- Problem statement: In the entries below, find the line with "like [642, 304]." and the line with "Target: license plate". Print those two and everything between them exactly, and nothing else.

----

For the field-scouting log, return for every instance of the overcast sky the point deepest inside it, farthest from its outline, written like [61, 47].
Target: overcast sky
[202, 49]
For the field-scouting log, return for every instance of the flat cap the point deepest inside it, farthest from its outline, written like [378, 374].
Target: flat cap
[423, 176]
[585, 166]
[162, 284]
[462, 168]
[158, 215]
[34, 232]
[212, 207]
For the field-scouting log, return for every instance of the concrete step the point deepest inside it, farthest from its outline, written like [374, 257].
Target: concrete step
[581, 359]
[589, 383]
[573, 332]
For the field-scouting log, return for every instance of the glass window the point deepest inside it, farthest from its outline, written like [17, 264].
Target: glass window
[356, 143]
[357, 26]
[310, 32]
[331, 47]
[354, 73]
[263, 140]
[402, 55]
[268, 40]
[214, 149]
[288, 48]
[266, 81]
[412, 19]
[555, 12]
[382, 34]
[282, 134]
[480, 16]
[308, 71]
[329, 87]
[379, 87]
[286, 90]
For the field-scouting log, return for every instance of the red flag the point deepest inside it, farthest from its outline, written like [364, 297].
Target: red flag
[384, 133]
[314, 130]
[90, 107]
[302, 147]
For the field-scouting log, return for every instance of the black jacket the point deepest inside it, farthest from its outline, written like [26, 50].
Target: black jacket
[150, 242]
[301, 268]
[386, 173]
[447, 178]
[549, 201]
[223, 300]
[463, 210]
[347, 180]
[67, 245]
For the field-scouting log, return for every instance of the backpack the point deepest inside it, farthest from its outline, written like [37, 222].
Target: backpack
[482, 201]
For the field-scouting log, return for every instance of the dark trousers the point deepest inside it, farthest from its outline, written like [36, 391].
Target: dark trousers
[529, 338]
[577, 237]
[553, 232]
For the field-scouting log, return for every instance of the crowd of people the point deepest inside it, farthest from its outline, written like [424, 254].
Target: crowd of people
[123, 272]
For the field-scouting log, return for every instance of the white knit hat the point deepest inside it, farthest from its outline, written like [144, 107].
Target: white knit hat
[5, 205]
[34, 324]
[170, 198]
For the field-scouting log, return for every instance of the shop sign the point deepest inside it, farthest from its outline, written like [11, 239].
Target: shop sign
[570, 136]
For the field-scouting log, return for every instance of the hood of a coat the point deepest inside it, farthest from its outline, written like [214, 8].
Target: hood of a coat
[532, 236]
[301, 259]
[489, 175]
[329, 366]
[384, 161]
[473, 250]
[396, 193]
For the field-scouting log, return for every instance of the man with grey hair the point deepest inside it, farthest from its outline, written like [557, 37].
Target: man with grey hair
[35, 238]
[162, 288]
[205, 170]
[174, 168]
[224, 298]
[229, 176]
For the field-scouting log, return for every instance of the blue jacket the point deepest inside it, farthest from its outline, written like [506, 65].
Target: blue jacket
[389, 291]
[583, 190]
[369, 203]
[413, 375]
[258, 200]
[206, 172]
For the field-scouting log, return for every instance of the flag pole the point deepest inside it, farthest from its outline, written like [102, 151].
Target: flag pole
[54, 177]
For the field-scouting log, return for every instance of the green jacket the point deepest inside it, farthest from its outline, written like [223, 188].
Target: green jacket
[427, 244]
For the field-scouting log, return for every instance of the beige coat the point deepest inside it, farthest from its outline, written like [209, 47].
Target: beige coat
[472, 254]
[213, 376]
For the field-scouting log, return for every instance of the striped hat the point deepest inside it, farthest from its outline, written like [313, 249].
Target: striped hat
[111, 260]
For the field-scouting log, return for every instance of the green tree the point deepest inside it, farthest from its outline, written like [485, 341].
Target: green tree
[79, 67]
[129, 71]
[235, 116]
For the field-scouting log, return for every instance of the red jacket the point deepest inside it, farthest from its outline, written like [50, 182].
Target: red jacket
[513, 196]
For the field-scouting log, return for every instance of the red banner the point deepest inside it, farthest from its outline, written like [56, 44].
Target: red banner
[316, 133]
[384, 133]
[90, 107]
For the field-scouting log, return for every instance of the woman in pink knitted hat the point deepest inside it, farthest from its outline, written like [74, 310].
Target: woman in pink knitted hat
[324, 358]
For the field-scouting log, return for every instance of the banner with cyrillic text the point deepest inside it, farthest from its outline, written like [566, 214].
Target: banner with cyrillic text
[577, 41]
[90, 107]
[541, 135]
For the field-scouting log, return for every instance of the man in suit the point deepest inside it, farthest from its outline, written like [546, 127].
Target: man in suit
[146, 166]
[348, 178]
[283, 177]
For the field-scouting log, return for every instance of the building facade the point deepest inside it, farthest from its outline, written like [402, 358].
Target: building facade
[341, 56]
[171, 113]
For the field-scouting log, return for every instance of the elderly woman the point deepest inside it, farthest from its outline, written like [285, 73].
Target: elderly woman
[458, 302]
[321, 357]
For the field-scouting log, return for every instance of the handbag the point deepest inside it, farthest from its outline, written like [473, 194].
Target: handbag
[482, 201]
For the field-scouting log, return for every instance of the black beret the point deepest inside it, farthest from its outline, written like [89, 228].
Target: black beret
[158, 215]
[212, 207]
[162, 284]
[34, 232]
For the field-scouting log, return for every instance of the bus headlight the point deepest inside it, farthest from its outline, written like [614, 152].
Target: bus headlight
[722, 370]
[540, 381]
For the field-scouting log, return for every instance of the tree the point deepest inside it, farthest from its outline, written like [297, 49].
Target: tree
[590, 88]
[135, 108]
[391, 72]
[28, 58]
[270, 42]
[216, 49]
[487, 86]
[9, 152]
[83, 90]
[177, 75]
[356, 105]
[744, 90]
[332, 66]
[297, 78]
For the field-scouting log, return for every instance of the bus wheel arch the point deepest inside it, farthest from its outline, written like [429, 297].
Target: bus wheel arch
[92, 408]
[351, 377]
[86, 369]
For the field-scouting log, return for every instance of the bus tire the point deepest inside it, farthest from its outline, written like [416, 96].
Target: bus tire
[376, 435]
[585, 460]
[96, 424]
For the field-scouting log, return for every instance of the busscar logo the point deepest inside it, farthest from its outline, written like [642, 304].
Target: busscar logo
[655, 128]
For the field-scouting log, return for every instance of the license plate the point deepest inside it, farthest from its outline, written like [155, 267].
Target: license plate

----

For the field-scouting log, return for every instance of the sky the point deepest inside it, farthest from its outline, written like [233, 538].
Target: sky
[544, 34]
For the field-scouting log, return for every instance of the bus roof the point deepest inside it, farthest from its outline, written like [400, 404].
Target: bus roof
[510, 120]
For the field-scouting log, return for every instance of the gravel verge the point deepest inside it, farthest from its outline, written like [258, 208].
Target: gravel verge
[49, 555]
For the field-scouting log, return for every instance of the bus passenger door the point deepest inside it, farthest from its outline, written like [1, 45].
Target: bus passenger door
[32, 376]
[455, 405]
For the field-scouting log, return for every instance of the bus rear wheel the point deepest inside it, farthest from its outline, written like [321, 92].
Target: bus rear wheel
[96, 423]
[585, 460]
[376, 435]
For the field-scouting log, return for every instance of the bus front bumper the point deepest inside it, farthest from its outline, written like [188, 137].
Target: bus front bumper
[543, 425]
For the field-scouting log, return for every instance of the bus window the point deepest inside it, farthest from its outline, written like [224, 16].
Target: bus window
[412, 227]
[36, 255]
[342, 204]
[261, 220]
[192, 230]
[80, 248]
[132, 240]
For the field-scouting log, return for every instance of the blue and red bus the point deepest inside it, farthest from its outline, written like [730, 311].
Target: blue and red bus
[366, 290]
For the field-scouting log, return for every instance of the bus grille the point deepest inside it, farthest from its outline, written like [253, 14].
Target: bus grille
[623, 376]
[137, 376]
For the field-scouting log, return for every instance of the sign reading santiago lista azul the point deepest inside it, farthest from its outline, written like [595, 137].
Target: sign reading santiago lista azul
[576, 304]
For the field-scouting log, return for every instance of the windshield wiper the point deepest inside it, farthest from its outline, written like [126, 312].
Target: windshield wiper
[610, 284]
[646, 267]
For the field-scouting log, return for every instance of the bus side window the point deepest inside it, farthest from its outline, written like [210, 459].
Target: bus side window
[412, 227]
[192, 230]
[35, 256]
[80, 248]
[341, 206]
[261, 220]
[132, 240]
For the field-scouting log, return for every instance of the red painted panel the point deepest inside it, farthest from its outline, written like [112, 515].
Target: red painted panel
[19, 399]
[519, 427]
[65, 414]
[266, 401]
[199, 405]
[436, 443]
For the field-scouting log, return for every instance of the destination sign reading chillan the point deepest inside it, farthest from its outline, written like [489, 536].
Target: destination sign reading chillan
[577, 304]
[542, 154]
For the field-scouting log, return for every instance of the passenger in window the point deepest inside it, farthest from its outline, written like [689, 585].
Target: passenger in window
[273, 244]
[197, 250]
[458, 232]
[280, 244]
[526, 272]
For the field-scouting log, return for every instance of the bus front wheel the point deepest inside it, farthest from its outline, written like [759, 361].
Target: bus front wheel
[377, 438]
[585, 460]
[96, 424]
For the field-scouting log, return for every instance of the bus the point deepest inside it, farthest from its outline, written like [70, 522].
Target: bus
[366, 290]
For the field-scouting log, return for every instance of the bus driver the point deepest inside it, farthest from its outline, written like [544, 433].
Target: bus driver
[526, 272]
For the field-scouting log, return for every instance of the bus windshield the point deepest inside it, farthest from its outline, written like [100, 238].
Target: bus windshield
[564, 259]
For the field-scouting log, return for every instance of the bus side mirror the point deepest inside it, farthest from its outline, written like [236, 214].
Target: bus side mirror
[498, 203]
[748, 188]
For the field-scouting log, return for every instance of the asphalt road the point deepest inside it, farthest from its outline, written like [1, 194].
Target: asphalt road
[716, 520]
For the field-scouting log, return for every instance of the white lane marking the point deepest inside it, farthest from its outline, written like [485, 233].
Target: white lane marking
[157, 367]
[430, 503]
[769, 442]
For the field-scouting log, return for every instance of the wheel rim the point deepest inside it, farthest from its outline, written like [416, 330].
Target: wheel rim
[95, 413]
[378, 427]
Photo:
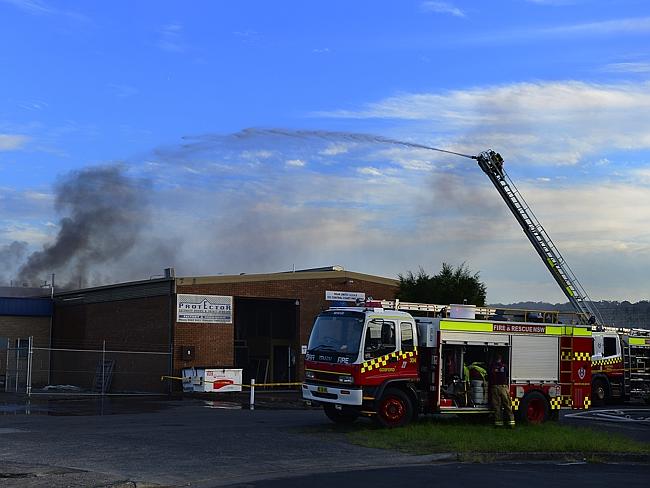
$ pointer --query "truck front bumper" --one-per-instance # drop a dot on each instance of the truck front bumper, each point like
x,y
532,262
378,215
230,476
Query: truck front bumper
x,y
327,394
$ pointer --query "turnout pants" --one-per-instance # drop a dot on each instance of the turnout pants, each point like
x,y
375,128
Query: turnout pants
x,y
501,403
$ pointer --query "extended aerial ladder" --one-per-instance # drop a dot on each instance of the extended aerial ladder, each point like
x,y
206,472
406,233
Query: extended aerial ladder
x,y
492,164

----

- Solution to this exercise:
For the field-scouting log, return for every instance of the busscar logo the point deepest inside it, farthest from its outline, written like [642, 304].
Target: busscar logo
[655, 128]
For the field-scouting log, return for every instance of the license plate the point deepest inside it, farthest from its outline, written like [155, 267].
Target: license plate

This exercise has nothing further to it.